* Text block:
▶

It’s a bit of a crazy time for air travel right now. When a United passenger was dragged off an airplane earlier this year, it seemed like an explosion of incidents started hitting the news. But, where’s the root of the problem?
Is someone at the airlines telling employees they should cancel passenger tickets when the customer does something they don’t like? Or, is management focused on other areas?
A recent New York Times article suggests the latter. Top airline executives are financially rewarded for profitability. Short term profitability at that:
Rich bonus packages for top executives are now largely tied to short-term income targets and fatter profit margins instead of customer service. Of course, bolstering profits — and in turn, stock prices — has always been a big part of management’s responsibility to shareholders, but making it virtually the only criterion for executive pay is new.
Five years ago, American Airlines factored in on-time arrivals, lost baggage and consumer complaints to help calculate annual incentive payments for top management. Today, these bonuses are based exclusively on the company’s pretax income and cost savings.
United has also scaled back bonuses linked to reliability and customer satisfaction for senior executives in recent years. But in the wake of what happened in April, bonuses “will be made more comprehensively subject to progress in 2017 on significant improvement in the customer experience,” the company said in a financial filing.
Show Me The Money?
Count me firmly in the camp of folks who think airline executives should not be largely compensated based on short-term stock performance. I understand how we got here, but it creates a number of perverse incentives for executives. Very few of those incentives focus on customer service, though United seems to be pivoting from this.

◀

* Record list:

▶

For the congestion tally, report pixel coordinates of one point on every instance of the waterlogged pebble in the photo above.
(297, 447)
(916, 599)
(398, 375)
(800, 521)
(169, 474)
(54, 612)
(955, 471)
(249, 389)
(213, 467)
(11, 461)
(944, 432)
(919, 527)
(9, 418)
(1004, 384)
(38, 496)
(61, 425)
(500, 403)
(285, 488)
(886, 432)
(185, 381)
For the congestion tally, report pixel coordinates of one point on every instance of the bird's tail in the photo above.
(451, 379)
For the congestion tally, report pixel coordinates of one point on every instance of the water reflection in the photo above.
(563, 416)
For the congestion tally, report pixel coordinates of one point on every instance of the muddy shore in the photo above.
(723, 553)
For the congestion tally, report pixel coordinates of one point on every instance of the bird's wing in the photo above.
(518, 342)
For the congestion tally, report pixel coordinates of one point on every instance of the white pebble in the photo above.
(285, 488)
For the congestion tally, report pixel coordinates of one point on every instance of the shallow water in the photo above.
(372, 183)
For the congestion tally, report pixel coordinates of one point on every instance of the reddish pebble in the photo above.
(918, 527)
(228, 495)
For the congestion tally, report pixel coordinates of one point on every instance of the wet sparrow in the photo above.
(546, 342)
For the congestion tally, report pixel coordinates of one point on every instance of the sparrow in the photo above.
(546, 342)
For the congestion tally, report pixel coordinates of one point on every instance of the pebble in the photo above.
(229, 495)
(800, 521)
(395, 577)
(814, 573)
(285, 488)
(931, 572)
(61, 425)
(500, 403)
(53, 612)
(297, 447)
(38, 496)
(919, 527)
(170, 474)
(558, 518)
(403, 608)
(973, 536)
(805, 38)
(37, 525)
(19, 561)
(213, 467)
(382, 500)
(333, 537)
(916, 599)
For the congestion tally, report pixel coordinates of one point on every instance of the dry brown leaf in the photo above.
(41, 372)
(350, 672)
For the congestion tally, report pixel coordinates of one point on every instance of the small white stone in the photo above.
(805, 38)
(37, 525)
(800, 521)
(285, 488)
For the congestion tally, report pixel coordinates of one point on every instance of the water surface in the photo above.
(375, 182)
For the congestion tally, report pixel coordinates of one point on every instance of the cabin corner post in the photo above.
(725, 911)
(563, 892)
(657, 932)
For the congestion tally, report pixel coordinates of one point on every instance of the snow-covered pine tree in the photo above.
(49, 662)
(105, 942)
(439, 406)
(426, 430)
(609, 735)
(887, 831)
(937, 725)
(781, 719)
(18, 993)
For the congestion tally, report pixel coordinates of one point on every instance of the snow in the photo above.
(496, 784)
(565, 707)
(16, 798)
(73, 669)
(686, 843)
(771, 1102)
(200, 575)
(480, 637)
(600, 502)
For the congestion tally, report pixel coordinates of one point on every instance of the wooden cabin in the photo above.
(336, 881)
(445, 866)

◀

* Problems to work on:
1/ Answer these questions from the airline pay article.
(a) According to the New York Times article it cites, what are top airline executives financially rewarded for?
(b) Five years ago, which three factors did American Airlines use to help calculate annual incentive payments for top management?
(c) In what document did United say its bonuses would be made more comprehensively subject to progress on the customer experience?
2/ Transcribe the passage of the airline pay article starting with "It’s a bit of" and going on through "of the problem?".
Use the airline pay article alone.

* Complete answers:
1/
(a) Profitability, specifically short-term profitability.
(b) On-time arrivals, lost baggage, and consumer complaints.
(c) A financial filing.

2/
It’s a bit of a crazy time for air travel right now. When a United passenger was dragged off an airplane earlier this year, it seemed like an explosion of incidents started hitting the news. But, where’s the root of the problem?